Begin

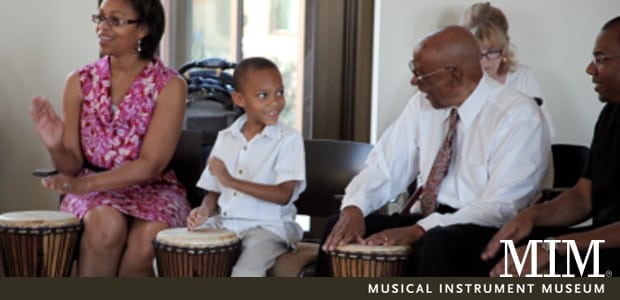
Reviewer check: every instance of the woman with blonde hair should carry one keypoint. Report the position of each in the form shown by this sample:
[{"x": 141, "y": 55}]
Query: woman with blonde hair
[{"x": 490, "y": 27}]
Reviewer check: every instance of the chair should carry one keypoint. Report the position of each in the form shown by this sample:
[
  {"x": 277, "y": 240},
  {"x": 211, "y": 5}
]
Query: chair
[
  {"x": 330, "y": 165},
  {"x": 188, "y": 163},
  {"x": 569, "y": 162}
]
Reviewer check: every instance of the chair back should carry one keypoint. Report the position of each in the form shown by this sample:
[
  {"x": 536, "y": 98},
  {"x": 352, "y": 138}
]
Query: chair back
[
  {"x": 569, "y": 162},
  {"x": 188, "y": 163},
  {"x": 330, "y": 166}
]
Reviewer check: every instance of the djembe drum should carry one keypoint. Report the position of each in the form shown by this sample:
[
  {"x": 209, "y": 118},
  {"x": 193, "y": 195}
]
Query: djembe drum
[
  {"x": 200, "y": 253},
  {"x": 356, "y": 260},
  {"x": 38, "y": 242}
]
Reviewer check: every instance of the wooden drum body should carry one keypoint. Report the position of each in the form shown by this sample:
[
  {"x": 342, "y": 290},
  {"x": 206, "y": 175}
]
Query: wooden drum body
[
  {"x": 38, "y": 243},
  {"x": 355, "y": 260},
  {"x": 199, "y": 253}
]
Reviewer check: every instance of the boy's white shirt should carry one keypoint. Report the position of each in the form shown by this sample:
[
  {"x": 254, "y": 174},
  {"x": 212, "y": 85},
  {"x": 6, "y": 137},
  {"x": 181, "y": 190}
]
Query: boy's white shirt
[{"x": 273, "y": 156}]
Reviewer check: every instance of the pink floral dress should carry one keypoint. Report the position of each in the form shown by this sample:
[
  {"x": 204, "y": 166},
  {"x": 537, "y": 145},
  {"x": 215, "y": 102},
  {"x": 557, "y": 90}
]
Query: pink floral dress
[{"x": 112, "y": 136}]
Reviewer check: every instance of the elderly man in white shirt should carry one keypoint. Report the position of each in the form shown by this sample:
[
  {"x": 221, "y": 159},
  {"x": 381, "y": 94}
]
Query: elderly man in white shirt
[{"x": 499, "y": 157}]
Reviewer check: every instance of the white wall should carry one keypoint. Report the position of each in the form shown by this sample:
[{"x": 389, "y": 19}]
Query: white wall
[
  {"x": 554, "y": 37},
  {"x": 42, "y": 41}
]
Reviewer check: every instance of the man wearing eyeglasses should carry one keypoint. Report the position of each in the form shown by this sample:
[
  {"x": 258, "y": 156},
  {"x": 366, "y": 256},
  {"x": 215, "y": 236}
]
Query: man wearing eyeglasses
[
  {"x": 596, "y": 195},
  {"x": 478, "y": 149}
]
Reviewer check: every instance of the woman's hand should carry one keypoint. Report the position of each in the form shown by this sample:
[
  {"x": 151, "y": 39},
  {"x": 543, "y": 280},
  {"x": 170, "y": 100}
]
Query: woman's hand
[
  {"x": 48, "y": 124},
  {"x": 64, "y": 184},
  {"x": 197, "y": 217}
]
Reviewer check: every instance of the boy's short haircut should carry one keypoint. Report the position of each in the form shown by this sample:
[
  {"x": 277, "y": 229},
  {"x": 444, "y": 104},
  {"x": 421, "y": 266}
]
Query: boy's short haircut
[{"x": 251, "y": 63}]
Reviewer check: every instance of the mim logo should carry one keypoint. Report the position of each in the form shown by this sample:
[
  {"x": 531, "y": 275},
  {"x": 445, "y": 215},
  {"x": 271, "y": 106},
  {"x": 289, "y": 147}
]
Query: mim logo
[{"x": 571, "y": 251}]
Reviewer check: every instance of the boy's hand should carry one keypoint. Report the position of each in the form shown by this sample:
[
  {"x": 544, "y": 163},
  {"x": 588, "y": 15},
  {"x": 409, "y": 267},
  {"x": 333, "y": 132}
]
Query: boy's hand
[
  {"x": 218, "y": 169},
  {"x": 197, "y": 216}
]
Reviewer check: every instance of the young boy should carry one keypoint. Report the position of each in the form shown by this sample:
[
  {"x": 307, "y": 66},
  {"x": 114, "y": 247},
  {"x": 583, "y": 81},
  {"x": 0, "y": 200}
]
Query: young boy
[{"x": 255, "y": 172}]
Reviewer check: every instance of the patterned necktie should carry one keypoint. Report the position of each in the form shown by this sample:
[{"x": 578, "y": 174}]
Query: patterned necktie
[{"x": 428, "y": 194}]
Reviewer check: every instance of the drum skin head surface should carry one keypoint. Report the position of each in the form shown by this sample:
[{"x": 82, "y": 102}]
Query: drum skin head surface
[
  {"x": 37, "y": 218},
  {"x": 204, "y": 237}
]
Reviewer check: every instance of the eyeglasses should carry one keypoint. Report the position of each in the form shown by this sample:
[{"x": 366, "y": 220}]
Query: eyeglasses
[
  {"x": 599, "y": 59},
  {"x": 421, "y": 78},
  {"x": 112, "y": 21},
  {"x": 492, "y": 54}
]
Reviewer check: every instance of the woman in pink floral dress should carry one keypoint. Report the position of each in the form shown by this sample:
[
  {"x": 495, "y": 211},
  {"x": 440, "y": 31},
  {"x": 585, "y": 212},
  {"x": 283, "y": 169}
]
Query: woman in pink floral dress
[{"x": 122, "y": 117}]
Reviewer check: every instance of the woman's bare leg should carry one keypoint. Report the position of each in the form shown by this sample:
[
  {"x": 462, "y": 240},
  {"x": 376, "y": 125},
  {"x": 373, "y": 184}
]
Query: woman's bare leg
[
  {"x": 102, "y": 242},
  {"x": 138, "y": 256}
]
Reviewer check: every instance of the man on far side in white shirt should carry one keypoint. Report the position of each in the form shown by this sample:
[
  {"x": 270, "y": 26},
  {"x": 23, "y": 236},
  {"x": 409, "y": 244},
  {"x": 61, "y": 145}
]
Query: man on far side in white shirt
[{"x": 499, "y": 156}]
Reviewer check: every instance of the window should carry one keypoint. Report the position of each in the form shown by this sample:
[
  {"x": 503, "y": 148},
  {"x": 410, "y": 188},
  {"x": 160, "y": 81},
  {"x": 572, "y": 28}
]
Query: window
[{"x": 233, "y": 30}]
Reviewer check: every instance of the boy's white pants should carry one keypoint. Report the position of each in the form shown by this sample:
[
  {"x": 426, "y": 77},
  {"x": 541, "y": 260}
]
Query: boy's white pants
[{"x": 259, "y": 250}]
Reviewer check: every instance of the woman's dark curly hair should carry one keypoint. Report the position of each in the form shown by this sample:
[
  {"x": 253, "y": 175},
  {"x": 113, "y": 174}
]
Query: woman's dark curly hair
[{"x": 150, "y": 14}]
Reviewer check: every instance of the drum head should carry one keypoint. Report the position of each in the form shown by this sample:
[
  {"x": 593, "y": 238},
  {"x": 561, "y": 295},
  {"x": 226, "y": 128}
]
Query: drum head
[
  {"x": 37, "y": 218},
  {"x": 200, "y": 238},
  {"x": 374, "y": 249}
]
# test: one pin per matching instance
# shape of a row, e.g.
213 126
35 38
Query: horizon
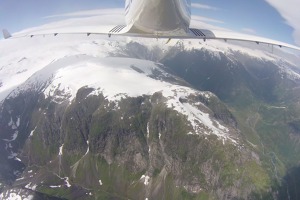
267 21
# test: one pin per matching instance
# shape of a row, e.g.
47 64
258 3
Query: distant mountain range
119 118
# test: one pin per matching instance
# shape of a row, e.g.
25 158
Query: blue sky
260 17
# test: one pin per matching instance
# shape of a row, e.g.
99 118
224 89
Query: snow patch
61 150
148 131
67 182
30 186
146 179
31 133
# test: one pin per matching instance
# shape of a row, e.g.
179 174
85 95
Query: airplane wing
123 30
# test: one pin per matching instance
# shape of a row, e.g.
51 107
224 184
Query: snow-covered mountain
97 117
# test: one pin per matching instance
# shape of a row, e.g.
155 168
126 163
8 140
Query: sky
275 19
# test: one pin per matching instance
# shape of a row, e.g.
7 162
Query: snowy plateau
66 77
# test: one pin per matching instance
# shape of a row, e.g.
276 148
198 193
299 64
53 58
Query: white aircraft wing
122 30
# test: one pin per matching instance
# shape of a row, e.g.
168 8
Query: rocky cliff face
198 123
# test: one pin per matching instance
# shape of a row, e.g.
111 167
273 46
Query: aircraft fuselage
158 16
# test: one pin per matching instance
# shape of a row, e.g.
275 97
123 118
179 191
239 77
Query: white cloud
87 13
205 19
203 6
249 30
289 10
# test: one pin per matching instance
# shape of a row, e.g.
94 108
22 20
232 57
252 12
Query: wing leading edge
122 30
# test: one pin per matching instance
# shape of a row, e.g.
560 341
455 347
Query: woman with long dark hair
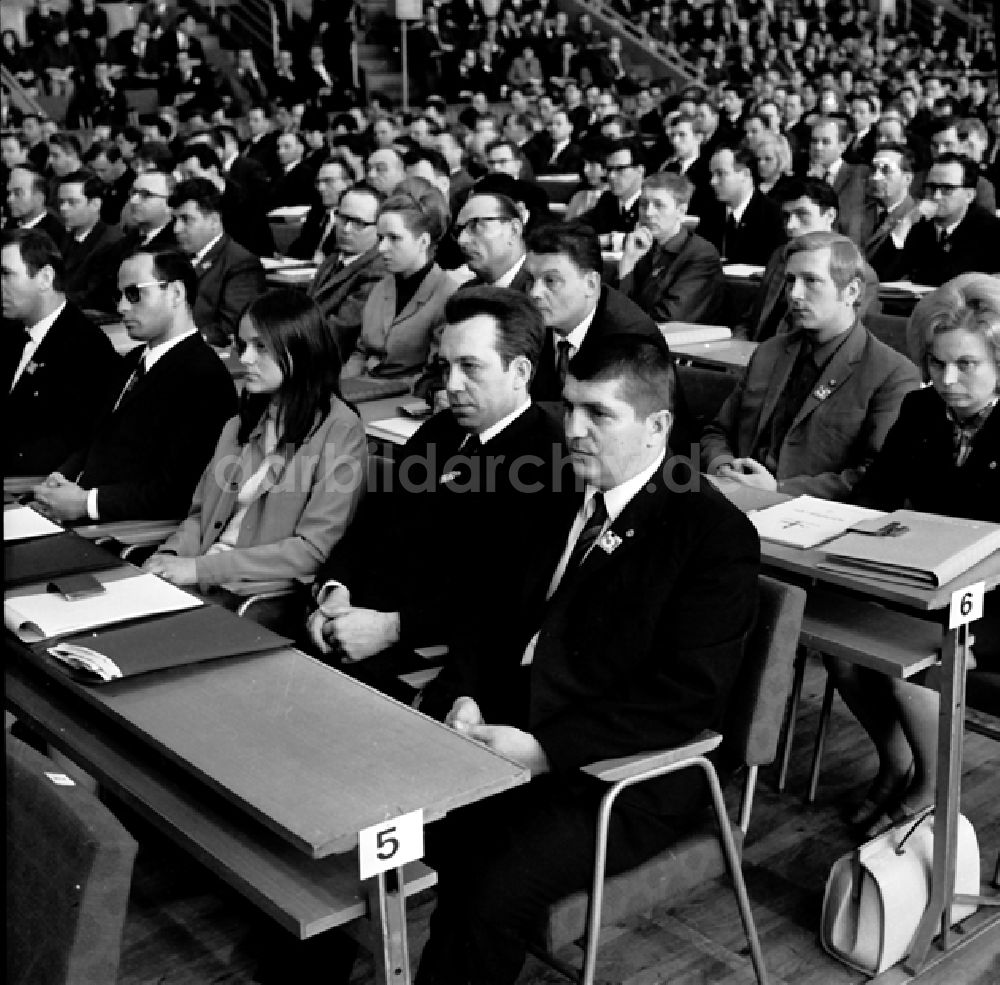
288 471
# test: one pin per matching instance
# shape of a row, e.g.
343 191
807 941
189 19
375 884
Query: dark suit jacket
758 234
341 295
91 267
637 648
839 428
974 246
304 246
147 455
679 281
382 558
53 410
228 279
916 467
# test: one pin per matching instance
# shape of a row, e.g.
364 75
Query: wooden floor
186 929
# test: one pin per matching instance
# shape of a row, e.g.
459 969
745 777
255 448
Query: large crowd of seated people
507 248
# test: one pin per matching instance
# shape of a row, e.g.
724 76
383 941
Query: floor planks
186 929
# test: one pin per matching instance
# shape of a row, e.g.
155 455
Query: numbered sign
966 605
391 844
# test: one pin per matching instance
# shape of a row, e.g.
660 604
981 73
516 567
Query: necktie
592 530
562 361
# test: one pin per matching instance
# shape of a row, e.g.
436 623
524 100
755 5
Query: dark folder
28 561
195 635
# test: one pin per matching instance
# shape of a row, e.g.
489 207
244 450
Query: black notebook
38 560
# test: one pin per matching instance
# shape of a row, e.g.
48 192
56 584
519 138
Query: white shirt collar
507 278
504 422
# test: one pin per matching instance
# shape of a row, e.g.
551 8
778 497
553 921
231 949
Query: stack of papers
807 522
46 614
23 522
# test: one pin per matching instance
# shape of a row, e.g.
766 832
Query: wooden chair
750 739
69 872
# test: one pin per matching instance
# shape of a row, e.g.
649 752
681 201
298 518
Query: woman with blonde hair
941 456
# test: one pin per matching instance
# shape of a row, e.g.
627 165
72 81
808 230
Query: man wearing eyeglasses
953 236
346 277
163 419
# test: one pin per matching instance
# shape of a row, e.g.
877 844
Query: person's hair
93 187
69 142
292 329
817 190
678 186
201 191
907 159
170 266
421 206
433 157
645 372
846 261
970 170
577 241
520 330
37 249
969 303
204 154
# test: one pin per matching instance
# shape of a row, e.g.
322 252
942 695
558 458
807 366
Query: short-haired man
954 236
746 225
318 237
91 247
346 277
229 276
669 271
490 234
488 466
616 210
815 403
624 632
26 192
163 418
59 368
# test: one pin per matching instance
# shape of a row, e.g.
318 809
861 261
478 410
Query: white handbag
876 895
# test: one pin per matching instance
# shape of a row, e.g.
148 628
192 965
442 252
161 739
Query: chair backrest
757 705
69 871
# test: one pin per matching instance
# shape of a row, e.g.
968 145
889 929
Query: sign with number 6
391 844
966 605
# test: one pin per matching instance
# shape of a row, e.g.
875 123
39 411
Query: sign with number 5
391 844
966 605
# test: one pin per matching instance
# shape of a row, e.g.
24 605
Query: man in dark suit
745 226
954 236
625 632
669 271
318 237
346 277
163 419
489 464
26 194
816 403
59 369
229 277
91 247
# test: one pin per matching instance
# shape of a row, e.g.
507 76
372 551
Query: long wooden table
927 603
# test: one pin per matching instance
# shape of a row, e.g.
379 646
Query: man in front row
623 631
815 403
489 468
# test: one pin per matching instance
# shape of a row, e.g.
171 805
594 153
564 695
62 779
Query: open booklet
42 615
806 521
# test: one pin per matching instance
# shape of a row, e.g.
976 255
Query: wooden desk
929 603
729 355
268 761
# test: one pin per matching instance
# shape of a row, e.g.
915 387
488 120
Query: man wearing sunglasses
953 235
346 277
164 418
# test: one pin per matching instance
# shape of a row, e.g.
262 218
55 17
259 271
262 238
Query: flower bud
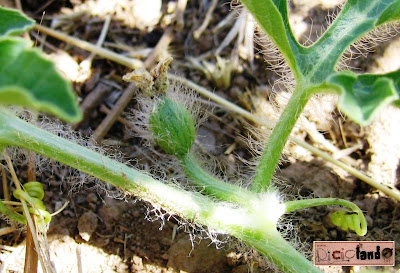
172 127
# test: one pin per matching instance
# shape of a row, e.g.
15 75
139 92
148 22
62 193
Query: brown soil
106 234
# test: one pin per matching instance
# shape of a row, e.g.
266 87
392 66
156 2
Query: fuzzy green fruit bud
172 127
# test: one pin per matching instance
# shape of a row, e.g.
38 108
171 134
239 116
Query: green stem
11 214
213 186
279 136
308 203
272 245
252 226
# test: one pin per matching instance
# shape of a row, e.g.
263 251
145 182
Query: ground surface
104 234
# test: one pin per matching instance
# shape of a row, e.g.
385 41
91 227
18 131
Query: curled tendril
350 220
33 193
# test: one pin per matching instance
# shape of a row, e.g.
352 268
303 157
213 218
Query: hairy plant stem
279 136
213 186
118 58
279 251
251 226
308 203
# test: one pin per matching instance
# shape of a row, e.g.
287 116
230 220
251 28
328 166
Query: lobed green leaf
13 22
361 96
28 79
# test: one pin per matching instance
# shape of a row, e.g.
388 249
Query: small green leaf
172 127
391 13
13 22
363 95
28 79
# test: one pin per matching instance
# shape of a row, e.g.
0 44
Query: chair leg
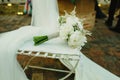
72 71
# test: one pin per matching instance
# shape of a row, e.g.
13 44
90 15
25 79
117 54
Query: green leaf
73 1
40 39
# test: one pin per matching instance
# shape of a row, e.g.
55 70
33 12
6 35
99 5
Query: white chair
56 49
45 15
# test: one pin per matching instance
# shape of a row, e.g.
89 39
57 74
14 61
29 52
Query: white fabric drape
44 16
45 13
10 42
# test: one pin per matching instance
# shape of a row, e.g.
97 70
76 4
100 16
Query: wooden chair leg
37 76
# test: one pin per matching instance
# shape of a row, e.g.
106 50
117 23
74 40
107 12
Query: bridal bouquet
70 29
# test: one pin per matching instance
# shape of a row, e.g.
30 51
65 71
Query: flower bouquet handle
41 39
70 29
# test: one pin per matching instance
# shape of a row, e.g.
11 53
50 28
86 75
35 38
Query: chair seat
54 46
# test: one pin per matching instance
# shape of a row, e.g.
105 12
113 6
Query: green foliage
73 1
39 39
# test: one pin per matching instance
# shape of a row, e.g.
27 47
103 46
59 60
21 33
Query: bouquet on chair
70 29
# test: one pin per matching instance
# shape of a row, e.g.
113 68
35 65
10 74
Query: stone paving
103 46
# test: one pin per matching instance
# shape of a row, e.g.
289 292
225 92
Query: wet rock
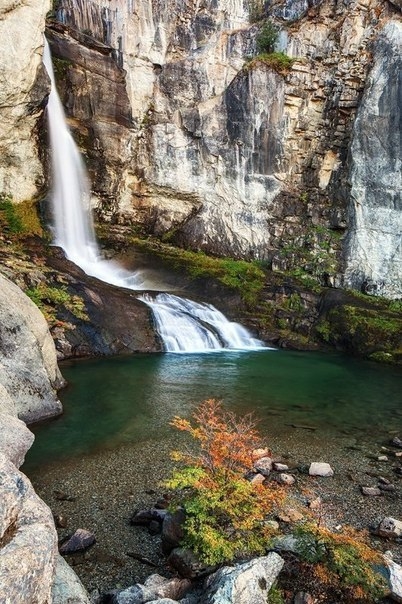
80 540
303 597
263 466
172 530
320 469
244 583
371 491
60 521
389 528
28 540
154 527
155 588
395 579
145 517
260 453
290 515
315 504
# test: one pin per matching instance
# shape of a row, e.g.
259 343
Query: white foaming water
186 326
183 325
73 225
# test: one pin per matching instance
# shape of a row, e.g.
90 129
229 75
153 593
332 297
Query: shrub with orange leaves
225 513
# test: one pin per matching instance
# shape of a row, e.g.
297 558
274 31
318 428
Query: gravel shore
100 492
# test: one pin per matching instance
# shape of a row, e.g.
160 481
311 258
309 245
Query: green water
121 400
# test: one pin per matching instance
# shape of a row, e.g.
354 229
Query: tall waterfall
183 325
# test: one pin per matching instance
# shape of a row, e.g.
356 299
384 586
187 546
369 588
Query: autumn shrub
342 563
225 513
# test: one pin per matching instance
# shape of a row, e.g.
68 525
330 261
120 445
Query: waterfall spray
183 325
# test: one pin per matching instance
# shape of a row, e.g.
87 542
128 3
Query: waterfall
73 228
183 325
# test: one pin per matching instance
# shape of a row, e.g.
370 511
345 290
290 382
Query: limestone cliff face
23 89
374 251
227 155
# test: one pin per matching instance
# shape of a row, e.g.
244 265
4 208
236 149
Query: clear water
114 401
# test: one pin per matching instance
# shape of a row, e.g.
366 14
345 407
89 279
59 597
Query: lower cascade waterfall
183 325
187 326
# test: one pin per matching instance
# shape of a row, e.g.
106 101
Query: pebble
280 467
320 469
80 540
371 491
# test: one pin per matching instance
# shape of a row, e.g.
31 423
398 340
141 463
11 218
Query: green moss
60 68
372 332
19 218
278 61
247 278
49 299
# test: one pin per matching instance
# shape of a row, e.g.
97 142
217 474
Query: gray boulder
28 364
28 538
67 588
247 583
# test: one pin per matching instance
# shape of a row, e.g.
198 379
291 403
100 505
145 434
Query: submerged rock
389 528
80 540
245 583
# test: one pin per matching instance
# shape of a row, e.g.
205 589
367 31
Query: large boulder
28 364
244 583
67 588
28 540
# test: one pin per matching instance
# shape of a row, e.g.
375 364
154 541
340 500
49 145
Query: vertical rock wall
227 154
23 88
374 250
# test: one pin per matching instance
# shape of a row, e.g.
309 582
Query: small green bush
225 512
267 37
49 299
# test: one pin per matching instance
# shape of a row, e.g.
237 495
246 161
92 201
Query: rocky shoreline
102 491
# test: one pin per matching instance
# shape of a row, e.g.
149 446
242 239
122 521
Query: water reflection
117 400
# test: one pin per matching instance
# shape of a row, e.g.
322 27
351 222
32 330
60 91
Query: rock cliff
30 568
23 88
190 135
191 138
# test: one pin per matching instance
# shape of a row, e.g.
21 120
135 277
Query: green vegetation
227 515
256 10
267 37
19 218
247 278
364 325
225 512
49 299
60 68
278 61
343 562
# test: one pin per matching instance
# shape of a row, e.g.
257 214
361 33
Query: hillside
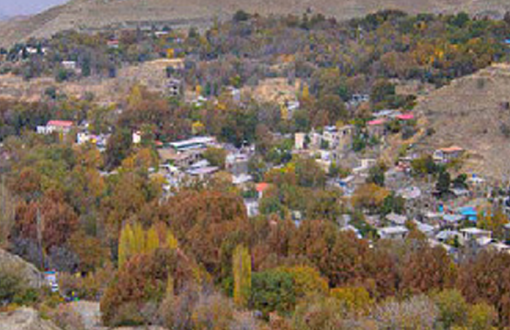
86 14
473 112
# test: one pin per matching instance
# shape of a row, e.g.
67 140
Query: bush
66 318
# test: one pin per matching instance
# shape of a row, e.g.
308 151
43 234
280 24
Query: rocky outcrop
31 275
24 319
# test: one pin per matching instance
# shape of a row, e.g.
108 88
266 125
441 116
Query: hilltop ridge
92 14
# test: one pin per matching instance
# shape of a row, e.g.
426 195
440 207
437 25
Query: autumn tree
242 275
353 299
216 156
426 268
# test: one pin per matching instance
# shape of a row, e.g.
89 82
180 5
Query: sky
26 7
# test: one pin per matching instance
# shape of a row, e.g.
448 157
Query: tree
494 222
370 196
118 147
135 240
202 221
241 265
241 16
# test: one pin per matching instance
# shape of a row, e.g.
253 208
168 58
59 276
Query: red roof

End

Exercise directions » List every line of the items above that contains the string "bouquet". Only matches with the same capitalization count.

Finished task »
Query: bridal bouquet
Query: flower bouquet handle
Query: bouquet on chair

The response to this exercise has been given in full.